■ **PAGE**:
Environmental Laws ” means any and all federal, state, local, and foreign Laws, judgments, orders, decrees, permits, concessions, grants, franchises, licenses, agreements, or governmental restrictions relating to pollution and the protection of the environment or the release of any materials into the environment, including those related to hazardous substances or wastes, air emissions, and discharges to waste or public systems.

 

ERISA ” means the Employee Retirement Income Security Act of 1974 .

 

ERISA Affiliate ” means any trade or business (whether or not incorporated) under common control with Borrower within the meaning of Section 414(b) or (c) of the Code (and Sections 414(m) and (o) of the Code for purposes of provisions relating to Section 412 of the Code).

■ **Extracted records**:

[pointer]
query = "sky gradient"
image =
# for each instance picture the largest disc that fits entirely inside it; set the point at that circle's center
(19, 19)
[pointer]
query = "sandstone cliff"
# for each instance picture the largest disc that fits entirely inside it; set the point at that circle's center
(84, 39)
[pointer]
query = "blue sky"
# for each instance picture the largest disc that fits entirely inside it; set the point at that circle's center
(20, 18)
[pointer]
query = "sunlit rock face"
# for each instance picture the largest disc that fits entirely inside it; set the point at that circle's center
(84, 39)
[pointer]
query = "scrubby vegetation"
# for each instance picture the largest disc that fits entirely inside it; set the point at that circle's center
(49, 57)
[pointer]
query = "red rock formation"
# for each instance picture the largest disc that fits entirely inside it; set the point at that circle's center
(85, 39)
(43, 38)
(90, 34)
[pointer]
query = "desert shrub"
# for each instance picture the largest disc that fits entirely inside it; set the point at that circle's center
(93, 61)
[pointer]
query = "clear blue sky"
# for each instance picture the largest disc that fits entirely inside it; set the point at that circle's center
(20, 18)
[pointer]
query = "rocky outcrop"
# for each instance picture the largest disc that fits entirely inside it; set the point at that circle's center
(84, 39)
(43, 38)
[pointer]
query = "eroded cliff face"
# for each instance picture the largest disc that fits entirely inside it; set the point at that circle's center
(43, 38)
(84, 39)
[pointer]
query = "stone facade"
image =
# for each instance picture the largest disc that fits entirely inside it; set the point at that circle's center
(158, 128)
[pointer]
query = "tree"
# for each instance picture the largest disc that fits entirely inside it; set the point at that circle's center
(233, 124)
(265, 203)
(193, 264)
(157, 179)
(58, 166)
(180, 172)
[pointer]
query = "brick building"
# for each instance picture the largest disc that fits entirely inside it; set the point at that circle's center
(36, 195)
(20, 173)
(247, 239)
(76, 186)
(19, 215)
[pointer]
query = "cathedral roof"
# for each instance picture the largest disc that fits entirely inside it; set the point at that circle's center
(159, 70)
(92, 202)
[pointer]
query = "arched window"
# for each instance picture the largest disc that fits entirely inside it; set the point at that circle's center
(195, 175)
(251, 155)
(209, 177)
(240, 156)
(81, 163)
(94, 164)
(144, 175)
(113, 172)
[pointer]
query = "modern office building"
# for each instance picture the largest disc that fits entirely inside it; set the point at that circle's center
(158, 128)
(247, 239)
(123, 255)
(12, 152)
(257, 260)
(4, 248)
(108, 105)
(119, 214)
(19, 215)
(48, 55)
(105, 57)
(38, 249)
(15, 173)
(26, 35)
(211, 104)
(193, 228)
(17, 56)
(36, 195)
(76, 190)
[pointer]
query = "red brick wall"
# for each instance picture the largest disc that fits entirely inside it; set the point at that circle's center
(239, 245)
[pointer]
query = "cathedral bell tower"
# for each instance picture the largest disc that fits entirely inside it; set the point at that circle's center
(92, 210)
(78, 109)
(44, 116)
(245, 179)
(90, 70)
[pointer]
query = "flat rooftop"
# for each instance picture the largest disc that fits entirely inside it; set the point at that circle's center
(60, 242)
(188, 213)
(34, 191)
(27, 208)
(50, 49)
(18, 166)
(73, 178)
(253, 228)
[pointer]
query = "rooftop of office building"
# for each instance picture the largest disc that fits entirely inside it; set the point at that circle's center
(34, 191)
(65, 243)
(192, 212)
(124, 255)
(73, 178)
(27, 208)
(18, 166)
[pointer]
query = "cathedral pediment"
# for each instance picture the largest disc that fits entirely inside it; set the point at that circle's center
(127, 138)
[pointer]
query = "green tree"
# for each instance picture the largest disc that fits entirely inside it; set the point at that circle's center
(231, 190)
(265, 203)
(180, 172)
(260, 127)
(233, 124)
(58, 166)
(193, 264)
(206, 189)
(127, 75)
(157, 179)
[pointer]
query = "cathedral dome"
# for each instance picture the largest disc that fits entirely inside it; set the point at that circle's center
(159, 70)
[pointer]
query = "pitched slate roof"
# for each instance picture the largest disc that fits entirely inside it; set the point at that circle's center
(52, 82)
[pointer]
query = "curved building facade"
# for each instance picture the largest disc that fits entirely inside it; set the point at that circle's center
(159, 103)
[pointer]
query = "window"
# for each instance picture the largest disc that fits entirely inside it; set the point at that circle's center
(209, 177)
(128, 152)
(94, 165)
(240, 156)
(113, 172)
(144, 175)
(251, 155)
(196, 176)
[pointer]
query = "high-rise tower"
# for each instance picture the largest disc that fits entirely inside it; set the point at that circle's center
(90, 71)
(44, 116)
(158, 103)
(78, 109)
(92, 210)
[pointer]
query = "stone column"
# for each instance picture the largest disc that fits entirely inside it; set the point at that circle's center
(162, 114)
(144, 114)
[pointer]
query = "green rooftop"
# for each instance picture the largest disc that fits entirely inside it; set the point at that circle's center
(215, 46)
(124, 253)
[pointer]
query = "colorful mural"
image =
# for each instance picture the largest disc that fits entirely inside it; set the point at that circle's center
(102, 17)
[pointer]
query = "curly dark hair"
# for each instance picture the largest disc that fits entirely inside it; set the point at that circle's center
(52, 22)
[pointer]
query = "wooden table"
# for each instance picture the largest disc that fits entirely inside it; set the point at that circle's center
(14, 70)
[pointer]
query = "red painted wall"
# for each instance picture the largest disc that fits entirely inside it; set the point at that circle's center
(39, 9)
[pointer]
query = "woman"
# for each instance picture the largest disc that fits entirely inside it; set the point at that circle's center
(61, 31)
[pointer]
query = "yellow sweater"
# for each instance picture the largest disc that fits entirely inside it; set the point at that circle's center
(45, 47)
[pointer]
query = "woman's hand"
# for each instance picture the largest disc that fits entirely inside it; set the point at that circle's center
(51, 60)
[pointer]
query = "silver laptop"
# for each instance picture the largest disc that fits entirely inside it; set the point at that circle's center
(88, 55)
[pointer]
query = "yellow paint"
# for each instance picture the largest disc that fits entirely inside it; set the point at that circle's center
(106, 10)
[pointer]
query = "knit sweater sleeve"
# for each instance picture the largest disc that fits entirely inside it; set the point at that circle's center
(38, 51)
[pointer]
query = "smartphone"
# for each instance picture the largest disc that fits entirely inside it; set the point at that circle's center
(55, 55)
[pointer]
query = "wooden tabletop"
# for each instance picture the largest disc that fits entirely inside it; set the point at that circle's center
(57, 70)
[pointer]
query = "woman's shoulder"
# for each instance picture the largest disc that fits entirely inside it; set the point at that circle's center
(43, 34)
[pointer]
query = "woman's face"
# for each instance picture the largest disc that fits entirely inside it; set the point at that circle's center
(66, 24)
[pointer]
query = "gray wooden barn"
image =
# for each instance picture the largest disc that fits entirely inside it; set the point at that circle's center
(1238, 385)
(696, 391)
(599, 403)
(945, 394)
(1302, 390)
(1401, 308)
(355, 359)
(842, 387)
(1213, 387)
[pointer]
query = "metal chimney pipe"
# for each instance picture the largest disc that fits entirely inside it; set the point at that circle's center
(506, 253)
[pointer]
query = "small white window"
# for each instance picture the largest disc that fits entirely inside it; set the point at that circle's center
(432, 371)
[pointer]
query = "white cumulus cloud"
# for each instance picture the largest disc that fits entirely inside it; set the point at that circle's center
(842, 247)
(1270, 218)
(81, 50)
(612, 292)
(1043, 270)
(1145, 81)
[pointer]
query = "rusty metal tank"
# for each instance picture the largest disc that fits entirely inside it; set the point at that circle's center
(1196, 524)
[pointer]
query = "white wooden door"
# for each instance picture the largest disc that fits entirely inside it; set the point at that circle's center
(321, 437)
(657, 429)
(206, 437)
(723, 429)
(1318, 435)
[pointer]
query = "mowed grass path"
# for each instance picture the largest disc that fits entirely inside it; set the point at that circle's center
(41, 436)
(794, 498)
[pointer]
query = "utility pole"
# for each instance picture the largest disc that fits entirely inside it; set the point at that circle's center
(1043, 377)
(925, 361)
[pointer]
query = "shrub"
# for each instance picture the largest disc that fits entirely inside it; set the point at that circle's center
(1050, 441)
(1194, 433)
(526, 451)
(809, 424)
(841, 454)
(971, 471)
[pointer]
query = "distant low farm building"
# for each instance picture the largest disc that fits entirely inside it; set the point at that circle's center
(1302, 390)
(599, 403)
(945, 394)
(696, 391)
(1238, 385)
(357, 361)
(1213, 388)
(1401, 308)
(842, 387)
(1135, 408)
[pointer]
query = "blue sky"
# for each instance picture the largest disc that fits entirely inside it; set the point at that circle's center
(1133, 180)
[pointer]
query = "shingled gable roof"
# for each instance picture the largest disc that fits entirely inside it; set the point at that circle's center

■ **INSTRUCTIONS TO FOLLOW**: List every section of the Code cited in the definitions above.

■ **OUTPUT FOR THIS EXERCISE**: Section 414(b), Section 414(c), Section 414(m), Section 414(o), Section 412